begin Exercise material
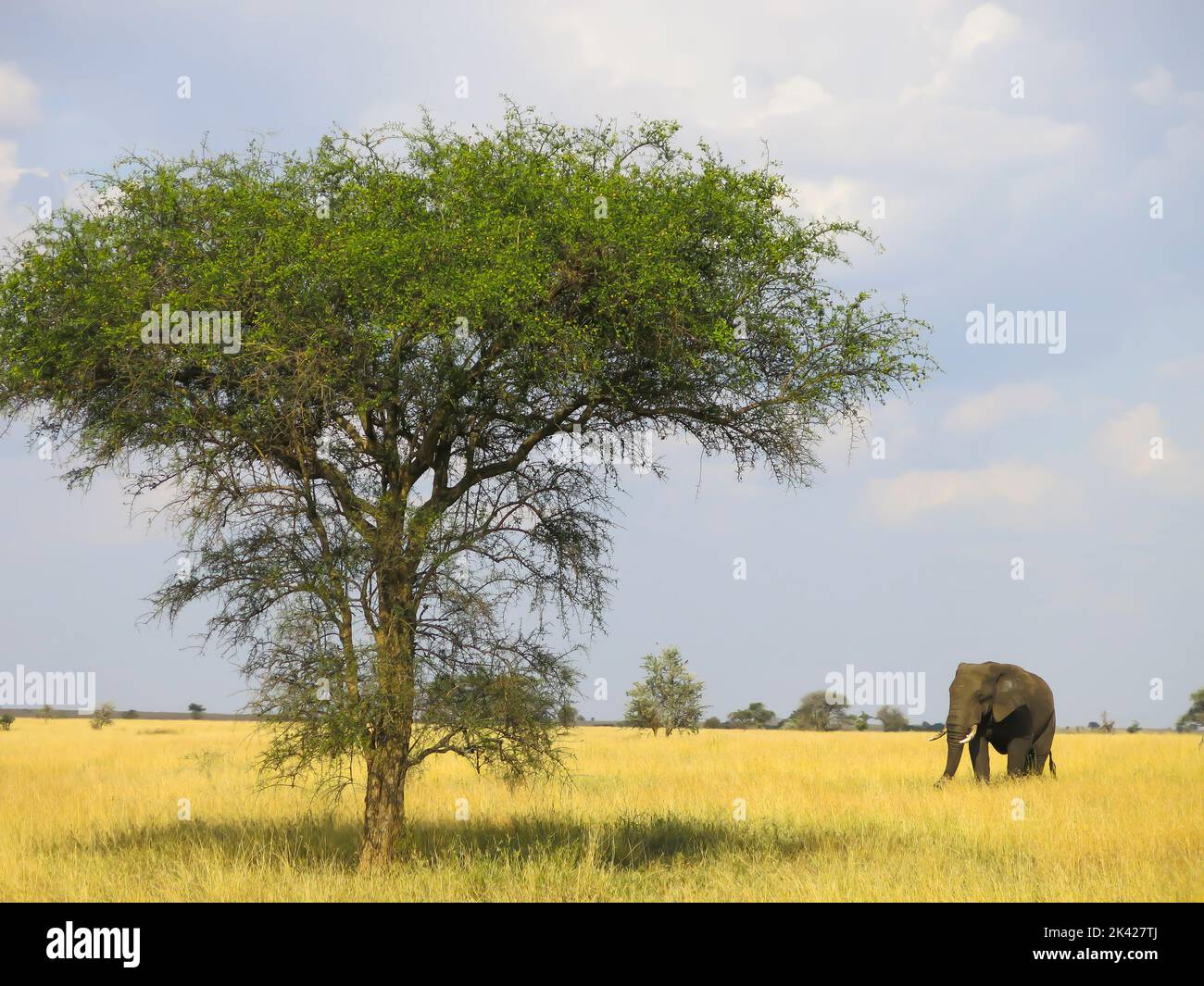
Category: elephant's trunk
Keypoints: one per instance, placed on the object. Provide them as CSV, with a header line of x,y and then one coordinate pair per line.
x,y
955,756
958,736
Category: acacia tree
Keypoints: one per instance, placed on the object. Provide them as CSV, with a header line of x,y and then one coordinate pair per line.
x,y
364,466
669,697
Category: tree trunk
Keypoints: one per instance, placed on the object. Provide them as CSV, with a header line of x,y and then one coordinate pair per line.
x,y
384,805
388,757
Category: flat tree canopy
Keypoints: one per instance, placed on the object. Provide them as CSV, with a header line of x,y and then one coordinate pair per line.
end Exercise material
Stated exercise:
Rewrite every line of the records above, requests included, increasing each x and y coordinate in the answers by 39. Leave the pictures out of your answer.

Problem solution:
Category: elephant's trunk
Keypoints: one per instance, placed on the object. Provide them as CSV, with a header line of x,y and then one coordinate pair per line.
x,y
994,795
997,775
Category: acacia tree
Keypoints: one per instance, placed on the object. Provide them as CSV, with a header line of x,y and then one coordinate pair per line.
x,y
403,505
708,736
Category: tree trunk
Keypoints: one per instance, placed on the object. Provide them as CSV, with a header line of x,y and then one coordinate pair per line.
x,y
423,844
427,796
Category: flat tree canopy
Keypoints: one per instance, placed on the object. Provide them as CSV, with a header line of x,y and then one coordinate pair per line.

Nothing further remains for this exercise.